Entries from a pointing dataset
************

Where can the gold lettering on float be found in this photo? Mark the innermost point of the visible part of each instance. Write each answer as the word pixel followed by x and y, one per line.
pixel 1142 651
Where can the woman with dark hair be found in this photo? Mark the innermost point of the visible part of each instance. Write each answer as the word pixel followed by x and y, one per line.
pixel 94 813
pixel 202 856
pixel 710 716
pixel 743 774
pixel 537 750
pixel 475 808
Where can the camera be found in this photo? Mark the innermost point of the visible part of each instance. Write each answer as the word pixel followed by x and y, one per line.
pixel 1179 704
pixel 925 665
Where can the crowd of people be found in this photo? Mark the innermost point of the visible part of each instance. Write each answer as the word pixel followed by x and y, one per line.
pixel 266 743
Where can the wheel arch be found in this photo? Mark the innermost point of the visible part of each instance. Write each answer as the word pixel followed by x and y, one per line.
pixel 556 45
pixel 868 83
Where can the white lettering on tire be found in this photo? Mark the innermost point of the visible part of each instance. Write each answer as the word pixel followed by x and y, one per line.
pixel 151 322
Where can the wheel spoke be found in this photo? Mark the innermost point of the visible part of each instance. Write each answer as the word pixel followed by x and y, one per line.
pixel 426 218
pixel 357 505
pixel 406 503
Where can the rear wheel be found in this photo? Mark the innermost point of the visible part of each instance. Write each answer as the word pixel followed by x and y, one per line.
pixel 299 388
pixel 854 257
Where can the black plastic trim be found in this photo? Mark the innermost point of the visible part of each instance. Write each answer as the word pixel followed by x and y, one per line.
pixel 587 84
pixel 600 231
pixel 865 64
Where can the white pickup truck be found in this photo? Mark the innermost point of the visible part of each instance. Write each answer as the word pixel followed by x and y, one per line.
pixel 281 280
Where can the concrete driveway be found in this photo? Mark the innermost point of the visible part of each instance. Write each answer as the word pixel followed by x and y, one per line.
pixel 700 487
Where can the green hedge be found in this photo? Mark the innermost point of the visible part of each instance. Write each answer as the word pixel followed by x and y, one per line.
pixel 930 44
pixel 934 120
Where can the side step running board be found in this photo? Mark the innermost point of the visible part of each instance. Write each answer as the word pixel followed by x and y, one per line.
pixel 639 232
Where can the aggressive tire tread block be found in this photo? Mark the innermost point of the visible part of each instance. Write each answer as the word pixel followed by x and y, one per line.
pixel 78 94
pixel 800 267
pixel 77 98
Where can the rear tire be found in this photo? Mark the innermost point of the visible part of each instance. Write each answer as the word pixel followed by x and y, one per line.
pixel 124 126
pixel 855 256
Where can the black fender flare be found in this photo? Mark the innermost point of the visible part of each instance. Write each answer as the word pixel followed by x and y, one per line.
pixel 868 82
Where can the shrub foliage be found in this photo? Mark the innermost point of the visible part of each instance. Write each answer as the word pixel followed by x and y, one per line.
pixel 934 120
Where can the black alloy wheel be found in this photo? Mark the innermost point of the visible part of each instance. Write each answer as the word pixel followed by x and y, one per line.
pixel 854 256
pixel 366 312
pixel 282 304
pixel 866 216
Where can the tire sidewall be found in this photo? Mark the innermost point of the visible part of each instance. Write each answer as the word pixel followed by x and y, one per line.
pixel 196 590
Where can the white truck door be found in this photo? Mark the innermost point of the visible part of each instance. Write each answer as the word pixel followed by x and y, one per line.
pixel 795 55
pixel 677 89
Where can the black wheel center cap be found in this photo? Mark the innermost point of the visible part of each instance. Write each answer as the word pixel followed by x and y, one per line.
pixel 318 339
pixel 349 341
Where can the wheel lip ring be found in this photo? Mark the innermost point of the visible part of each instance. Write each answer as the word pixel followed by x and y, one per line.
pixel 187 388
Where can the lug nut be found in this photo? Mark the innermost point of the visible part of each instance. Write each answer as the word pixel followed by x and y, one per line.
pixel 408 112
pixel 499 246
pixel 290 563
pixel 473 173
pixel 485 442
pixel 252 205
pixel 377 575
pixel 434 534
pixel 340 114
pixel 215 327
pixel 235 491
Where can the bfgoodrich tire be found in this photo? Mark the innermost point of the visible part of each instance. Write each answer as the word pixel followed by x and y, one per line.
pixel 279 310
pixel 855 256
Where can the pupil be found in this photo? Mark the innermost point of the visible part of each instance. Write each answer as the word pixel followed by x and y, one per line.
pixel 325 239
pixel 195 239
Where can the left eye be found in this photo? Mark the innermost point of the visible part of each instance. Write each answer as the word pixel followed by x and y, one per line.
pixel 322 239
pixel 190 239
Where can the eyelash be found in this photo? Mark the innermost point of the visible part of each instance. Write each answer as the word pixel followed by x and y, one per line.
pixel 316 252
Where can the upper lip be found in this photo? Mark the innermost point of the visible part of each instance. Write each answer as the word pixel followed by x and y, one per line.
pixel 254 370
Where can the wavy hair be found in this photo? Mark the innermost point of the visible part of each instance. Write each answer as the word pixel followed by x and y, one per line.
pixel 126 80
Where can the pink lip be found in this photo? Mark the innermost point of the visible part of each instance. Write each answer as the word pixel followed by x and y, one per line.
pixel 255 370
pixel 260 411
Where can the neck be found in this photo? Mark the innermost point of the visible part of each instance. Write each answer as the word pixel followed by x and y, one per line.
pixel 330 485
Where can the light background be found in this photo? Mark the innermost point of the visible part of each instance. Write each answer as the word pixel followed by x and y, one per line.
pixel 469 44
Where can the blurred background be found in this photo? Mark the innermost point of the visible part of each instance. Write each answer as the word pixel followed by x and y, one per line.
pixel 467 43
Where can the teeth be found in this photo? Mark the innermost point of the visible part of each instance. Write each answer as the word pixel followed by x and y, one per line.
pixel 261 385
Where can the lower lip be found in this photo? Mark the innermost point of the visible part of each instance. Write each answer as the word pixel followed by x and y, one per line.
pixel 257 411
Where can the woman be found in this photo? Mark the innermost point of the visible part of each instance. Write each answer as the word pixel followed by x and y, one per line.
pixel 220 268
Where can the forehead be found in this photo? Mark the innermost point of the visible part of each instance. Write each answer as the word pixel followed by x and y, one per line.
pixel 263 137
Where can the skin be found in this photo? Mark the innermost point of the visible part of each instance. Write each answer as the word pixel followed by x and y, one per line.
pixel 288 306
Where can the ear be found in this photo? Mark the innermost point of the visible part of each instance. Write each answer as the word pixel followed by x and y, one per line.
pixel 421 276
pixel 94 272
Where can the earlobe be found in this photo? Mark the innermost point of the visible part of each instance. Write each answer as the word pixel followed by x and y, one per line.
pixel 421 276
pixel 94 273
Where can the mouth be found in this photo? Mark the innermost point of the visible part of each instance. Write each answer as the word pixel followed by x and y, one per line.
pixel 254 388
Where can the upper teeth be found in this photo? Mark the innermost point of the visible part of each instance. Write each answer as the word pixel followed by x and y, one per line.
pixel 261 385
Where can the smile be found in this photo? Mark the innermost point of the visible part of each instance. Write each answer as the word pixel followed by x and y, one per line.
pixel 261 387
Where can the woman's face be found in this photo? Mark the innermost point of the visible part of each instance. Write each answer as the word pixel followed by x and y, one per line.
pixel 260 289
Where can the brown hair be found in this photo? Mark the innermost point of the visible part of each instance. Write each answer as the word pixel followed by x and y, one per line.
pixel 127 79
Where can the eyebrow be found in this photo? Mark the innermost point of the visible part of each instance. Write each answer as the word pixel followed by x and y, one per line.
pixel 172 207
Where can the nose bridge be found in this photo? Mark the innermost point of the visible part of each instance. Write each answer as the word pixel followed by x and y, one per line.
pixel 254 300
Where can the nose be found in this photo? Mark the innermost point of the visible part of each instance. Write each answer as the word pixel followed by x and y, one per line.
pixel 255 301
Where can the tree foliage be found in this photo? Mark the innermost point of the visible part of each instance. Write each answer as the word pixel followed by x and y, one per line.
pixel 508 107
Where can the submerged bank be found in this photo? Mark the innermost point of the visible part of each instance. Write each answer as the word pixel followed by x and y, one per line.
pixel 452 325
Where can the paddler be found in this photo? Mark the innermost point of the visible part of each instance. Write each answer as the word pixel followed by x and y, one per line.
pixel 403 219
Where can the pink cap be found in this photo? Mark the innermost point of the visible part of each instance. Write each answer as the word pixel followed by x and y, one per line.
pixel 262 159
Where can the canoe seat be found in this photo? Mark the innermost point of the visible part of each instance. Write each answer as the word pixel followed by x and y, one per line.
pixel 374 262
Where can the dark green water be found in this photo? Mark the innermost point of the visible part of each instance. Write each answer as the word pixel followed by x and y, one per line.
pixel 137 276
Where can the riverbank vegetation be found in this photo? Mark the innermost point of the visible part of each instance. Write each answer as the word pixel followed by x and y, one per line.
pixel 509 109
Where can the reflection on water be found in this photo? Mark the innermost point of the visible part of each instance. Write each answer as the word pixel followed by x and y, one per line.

************

Reproduce the lines of the records above, from the line that contains "Where can the pink lip" through the line that contains "pixel 257 411", both included.

The answer:
Where can the pink lip be found in this photo? Mark the innermost point of the visible part of each instance. Write each answer as the word pixel followed by x and y, one per line.
pixel 255 370
pixel 260 411
Where can the neck be found in this photo? Mark the innermost point of the visible part of each instance. Write each answer as the word pixel followed by x and y, one per line.
pixel 330 485
Where can the light background be found in this photo? Mark the innermost point of the visible part of each instance. Write each answer as the word pixel followed by x and y, one per line.
pixel 469 44
Where can the blurred background be found in this photo? Mark the innermost point of the visible part of each instance. Write each answer as the word pixel followed by x and y, one per line.
pixel 467 43
Where can the teeth be found in this photo? Mark the innermost point of the visible part of each instance. Write each answer as the word pixel followed by x and y, one per line.
pixel 261 385
Where can the lower lip be found in this photo? Mark the innermost point of the visible part of each instance. Write each answer as the word pixel followed by x and y, one per line.
pixel 257 411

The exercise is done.